**Information**
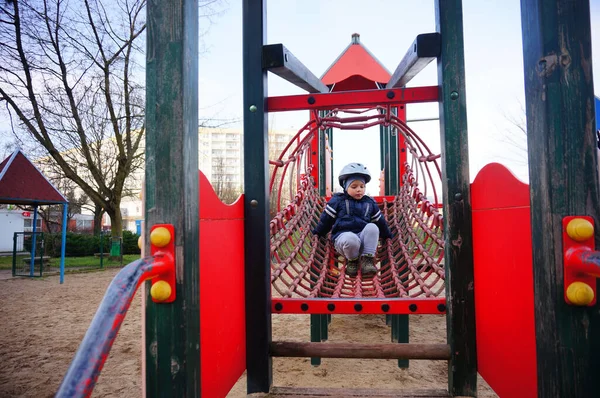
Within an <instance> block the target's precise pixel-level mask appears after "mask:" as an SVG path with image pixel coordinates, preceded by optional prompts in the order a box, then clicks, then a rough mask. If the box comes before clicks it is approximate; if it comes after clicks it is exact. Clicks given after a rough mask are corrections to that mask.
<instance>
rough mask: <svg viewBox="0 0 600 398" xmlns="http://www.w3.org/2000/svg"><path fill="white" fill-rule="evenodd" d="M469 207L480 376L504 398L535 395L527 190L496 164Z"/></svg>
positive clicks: (529, 241)
mask: <svg viewBox="0 0 600 398" xmlns="http://www.w3.org/2000/svg"><path fill="white" fill-rule="evenodd" d="M471 204H472V210H473V254H474V261H475V270H474V271H475V273H474V277H475V316H476V328H477V362H478V370H479V373H480V374H481V376H482V377H483V378H484V379H485V381H486V382H487V383H488V384H489V385H490V386H491V387H492V388H493V389H494V391H495V392H496V393H497V394H498V395H499V396H500V397H502V398H504V397H506V398H521V397H522V398H529V397H537V366H536V348H535V319H534V297H533V267H532V254H531V223H530V214H529V186H528V185H527V184H524V183H522V182H520V181H519V180H518V179H516V178H515V177H514V176H513V175H512V173H511V172H510V171H509V170H508V169H506V168H505V167H504V166H502V165H500V164H497V163H492V164H489V165H487V166H485V167H484V168H483V169H482V170H481V171H480V172H479V174H478V175H477V177H476V178H475V181H474V182H473V184H471Z"/></svg>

**Prompt**
Reproduce the data exactly as it appears above. Pictures are to be left out.

**Exercise result**
Within an <instance> block the target's precise pixel-level mask appears after "mask:" as an SVG path with image pixel coordinates, preceded by optional prompts in the order a box, then clicks, then a rough mask. If the box comes before clicks it is approximate; if it comes after clicks it is exact. Clicks given after a rough mask are corrections to that mask.
<instance>
rough mask: <svg viewBox="0 0 600 398" xmlns="http://www.w3.org/2000/svg"><path fill="white" fill-rule="evenodd" d="M469 207L480 376L504 398L535 395L527 190L496 164Z"/></svg>
positive clicks: (529, 241)
mask: <svg viewBox="0 0 600 398" xmlns="http://www.w3.org/2000/svg"><path fill="white" fill-rule="evenodd" d="M471 204H472V210H473V254H474V261H475V270H474V271H475V273H474V277H475V316H476V328H477V362H478V370H479V373H480V374H481V376H482V377H483V378H484V379H485V381H486V382H487V383H488V384H489V385H490V386H491V387H492V388H493V389H494V391H495V392H496V393H497V394H498V395H499V396H500V397H502V398H504V397H506V398H521V397H522V398H529V397H537V366H536V348H535V319H534V297H533V267H532V254H531V223H530V214H529V186H528V185H527V184H524V183H522V182H520V181H519V180H518V179H516V178H515V177H514V176H513V175H512V173H511V172H510V171H509V170H508V169H506V168H505V167H504V166H502V165H500V164H497V163H492V164H489V165H487V166H485V167H484V168H483V169H482V170H481V171H480V172H479V174H478V175H477V177H476V178H475V181H474V182H473V184H471Z"/></svg>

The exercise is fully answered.